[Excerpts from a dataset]
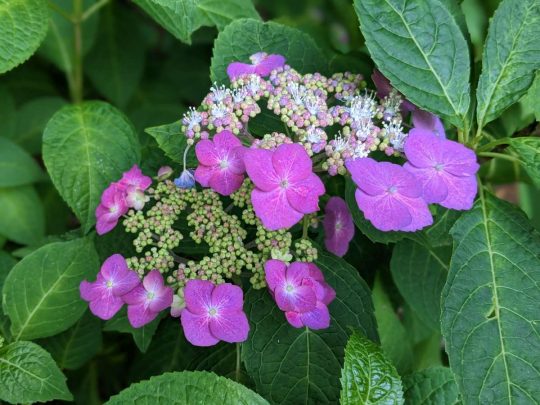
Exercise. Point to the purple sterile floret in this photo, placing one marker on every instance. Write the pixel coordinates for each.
(338, 226)
(148, 299)
(213, 313)
(285, 186)
(389, 196)
(446, 169)
(221, 166)
(114, 280)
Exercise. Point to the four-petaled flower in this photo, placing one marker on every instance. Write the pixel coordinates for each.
(261, 64)
(213, 313)
(148, 299)
(389, 196)
(338, 226)
(114, 280)
(446, 169)
(285, 186)
(220, 163)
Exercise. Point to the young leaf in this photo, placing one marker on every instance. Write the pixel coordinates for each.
(242, 38)
(420, 48)
(490, 304)
(188, 387)
(434, 385)
(45, 284)
(367, 376)
(24, 25)
(29, 374)
(86, 147)
(511, 57)
(292, 365)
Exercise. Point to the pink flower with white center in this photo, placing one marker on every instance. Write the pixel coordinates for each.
(213, 313)
(338, 226)
(285, 186)
(261, 64)
(112, 206)
(148, 299)
(220, 163)
(114, 280)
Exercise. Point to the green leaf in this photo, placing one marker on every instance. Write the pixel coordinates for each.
(419, 271)
(74, 347)
(292, 365)
(22, 219)
(115, 67)
(24, 25)
(29, 374)
(421, 49)
(85, 148)
(17, 168)
(368, 377)
(188, 387)
(510, 57)
(183, 17)
(490, 305)
(242, 38)
(434, 386)
(41, 293)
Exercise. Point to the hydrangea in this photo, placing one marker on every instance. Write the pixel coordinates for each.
(445, 169)
(389, 196)
(285, 186)
(213, 313)
(220, 163)
(338, 226)
(113, 282)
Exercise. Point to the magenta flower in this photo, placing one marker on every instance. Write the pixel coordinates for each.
(285, 186)
(261, 64)
(389, 196)
(114, 280)
(148, 299)
(220, 163)
(446, 169)
(213, 313)
(338, 226)
(300, 291)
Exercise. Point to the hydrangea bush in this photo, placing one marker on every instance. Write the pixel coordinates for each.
(322, 222)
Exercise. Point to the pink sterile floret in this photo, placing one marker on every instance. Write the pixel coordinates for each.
(148, 299)
(213, 313)
(338, 226)
(300, 291)
(261, 64)
(389, 196)
(446, 169)
(285, 186)
(114, 280)
(220, 163)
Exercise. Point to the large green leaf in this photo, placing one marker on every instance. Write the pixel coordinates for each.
(183, 17)
(86, 147)
(433, 386)
(29, 374)
(419, 272)
(74, 347)
(24, 25)
(188, 387)
(368, 377)
(41, 293)
(292, 365)
(420, 48)
(242, 38)
(510, 58)
(16, 166)
(490, 305)
(22, 219)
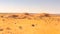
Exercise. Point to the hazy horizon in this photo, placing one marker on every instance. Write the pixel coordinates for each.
(30, 6)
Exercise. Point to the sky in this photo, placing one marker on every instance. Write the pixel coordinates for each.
(30, 6)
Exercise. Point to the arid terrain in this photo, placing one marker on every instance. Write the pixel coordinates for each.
(29, 23)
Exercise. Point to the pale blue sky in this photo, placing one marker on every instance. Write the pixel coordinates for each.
(49, 6)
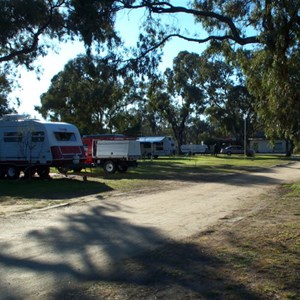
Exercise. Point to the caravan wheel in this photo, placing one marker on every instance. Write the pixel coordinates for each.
(43, 172)
(12, 172)
(110, 167)
(122, 168)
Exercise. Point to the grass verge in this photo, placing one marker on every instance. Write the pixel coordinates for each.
(148, 175)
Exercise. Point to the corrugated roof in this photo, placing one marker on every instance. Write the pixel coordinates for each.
(151, 139)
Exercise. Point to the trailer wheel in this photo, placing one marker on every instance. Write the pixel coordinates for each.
(2, 172)
(110, 167)
(43, 172)
(12, 172)
(122, 168)
(29, 172)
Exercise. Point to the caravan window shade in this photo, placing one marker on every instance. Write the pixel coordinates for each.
(13, 137)
(65, 136)
(37, 136)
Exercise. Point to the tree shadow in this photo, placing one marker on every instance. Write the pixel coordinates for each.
(51, 189)
(98, 247)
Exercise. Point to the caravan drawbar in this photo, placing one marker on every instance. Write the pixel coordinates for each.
(33, 146)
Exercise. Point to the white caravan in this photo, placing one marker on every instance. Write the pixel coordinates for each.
(30, 146)
(155, 146)
(194, 149)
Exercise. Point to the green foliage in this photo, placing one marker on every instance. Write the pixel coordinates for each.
(91, 94)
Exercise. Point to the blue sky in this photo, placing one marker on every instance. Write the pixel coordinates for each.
(128, 25)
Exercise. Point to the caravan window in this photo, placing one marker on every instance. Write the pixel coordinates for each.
(13, 137)
(159, 146)
(37, 136)
(65, 136)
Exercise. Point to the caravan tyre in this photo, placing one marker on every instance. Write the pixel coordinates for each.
(110, 167)
(12, 172)
(29, 172)
(43, 172)
(122, 168)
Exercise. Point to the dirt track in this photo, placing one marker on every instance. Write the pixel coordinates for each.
(43, 252)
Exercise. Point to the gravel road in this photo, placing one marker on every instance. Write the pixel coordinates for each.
(46, 250)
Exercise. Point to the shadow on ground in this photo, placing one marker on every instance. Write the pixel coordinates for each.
(92, 261)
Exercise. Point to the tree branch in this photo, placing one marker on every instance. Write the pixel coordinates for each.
(167, 8)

● **Instructions to follow**
Write out all the records again, exactly, minus any pictures.

● **Response**
Exercise. Point to the purple sterile floret in this photo, placing one marker on every instance. Write the pixel coordinates for each.
(338, 226)
(148, 299)
(213, 313)
(285, 186)
(389, 196)
(446, 169)
(221, 166)
(114, 280)
Exercise. Point to the four-petaled flower in this photo, placing one marker on every instance. Write the pixel coordinates for each.
(261, 64)
(213, 313)
(148, 299)
(389, 196)
(338, 226)
(114, 280)
(446, 169)
(285, 186)
(220, 163)
Exercise. Point to the young leaf in this photo, placing one marker on every instance. Write the pixel coordinates for each.
(242, 38)
(420, 48)
(490, 304)
(188, 387)
(434, 385)
(45, 284)
(367, 376)
(24, 25)
(29, 374)
(86, 147)
(511, 57)
(292, 365)
Exercise. Point to the pink flower with white center in this photo, placing one marker on every instance. Write the pixel coordinates for each.
(213, 313)
(338, 226)
(285, 186)
(261, 64)
(112, 206)
(148, 299)
(220, 163)
(114, 280)
Exercise. Point to the green leaf in this photo, placing one marker on every instance. Write the pixel coordinates for each.
(419, 271)
(74, 347)
(292, 365)
(22, 219)
(115, 67)
(24, 25)
(29, 374)
(421, 49)
(85, 148)
(17, 168)
(368, 377)
(188, 387)
(510, 57)
(183, 17)
(490, 305)
(242, 38)
(434, 386)
(41, 293)
Exercise. Point to the hydrangea in this photo, placing one marker on every instance. Write the pixel coordinates for each.
(445, 169)
(389, 196)
(285, 186)
(213, 313)
(220, 163)
(338, 226)
(113, 282)
Exercise. Point to the magenta flower in this photo, placing one marker on every instance. Write the pixel coordinates for each.
(285, 186)
(261, 64)
(389, 196)
(114, 280)
(148, 299)
(220, 163)
(446, 169)
(213, 313)
(338, 226)
(300, 291)
Exercise. Point to the hydrangea bush in this photo, placing one marker on every instance. Write the pixel coordinates for each.
(322, 222)
Exercise. Point to the pink sterile floret in this photo, placing one marker on every instance. Write the pixel coordinates for each.
(148, 299)
(213, 313)
(338, 226)
(300, 291)
(261, 64)
(389, 196)
(446, 169)
(285, 186)
(114, 280)
(220, 163)
Exercise. Point to the large green leaf in this photo, placing one marker on every instance. Write the pixel coordinates for each.
(183, 17)
(86, 147)
(433, 386)
(29, 374)
(419, 272)
(74, 347)
(24, 25)
(188, 387)
(368, 377)
(41, 293)
(292, 365)
(420, 48)
(242, 38)
(510, 58)
(16, 166)
(490, 305)
(22, 219)
Exercise. Point to the hazy horizon in this photo, placing one marker on every instance. Write the pixel coordinates for each.
(30, 6)
Exercise. Point to the sky in this photo, placing one marker on every instance. Write the pixel coordinates for each.
(30, 6)
Exercise. Point to the arid terrain in this photo, placing one marker on every instance. Write the pixel coordinates for each.
(29, 23)
Exercise. Point to the pale blue sky in this photo, placing one marker on every instance. Write the pixel coordinates for each.
(49, 6)
Exercise. Point to the caravan wheel in this photo, placing one marker on every instance. Write the pixel coordinates for each.
(43, 172)
(12, 172)
(110, 167)
(122, 168)
Exercise. Point to the grass verge in this photo, placing one marker on every instance. Write the pixel coordinates for each.
(148, 175)
Exercise. Point to the corrugated roof in this photo, placing one marker on every instance. Write the pixel coordinates for each.
(151, 139)
Exercise. Point to the trailer wheel in this photo, placing one marker on every instance. Write the pixel coordinates for each.
(2, 172)
(110, 167)
(43, 172)
(12, 172)
(122, 168)
(29, 172)
Exercise. Point to the caravan window shade in this photo, placing one marker on every instance. Write the pixel coordinates for each.
(13, 137)
(65, 136)
(37, 136)
Exercise. Point to the tree shadow in this photo, placing one marker on every instance. Write the pixel coordinates for each.
(51, 189)
(98, 247)
Exercise. Point to the caravan drawbar in this photo, placing one marker on every instance. Write the pixel coordinates for each.
(33, 146)
Exercise. Point to the white caravan in this photo, placing one marker on every instance. Write the pixel coordinates for each.
(30, 146)
(155, 146)
(194, 149)
Exercise. Point to the green foliage in this photo, placing one marker on every instance. Write the pixel coordinates for each.
(91, 94)
Exercise. Point to the blue sky in this photo, placing one marker on every instance. Write the pixel coordinates for each.
(128, 25)
Exercise. Point to the caravan window in this photo, placing one marker on every instance. Write the pixel coordinates for each.
(13, 137)
(159, 146)
(37, 136)
(65, 136)
Exercise. Point to the caravan tyre in this photo, placing one marker on every instance. Write the pixel coordinates for each.
(110, 167)
(12, 172)
(29, 172)
(43, 172)
(122, 168)
Exercise. Point to the dirt track in this photo, placing one marker on every instance. Write the pixel coordinates for each.
(43, 252)
Exercise. Point to the gravel road in this photo, placing one marker on every instance. Write the pixel coordinates for each.
(46, 250)
Exercise. Point to the shadow on ground in this photo, placing one marker on every instance. Write the pixel coordinates for each.
(92, 261)
Exercise. Point to the tree branch in this photo, placing one marker on every instance. Write the pixel coordinates for each.
(167, 8)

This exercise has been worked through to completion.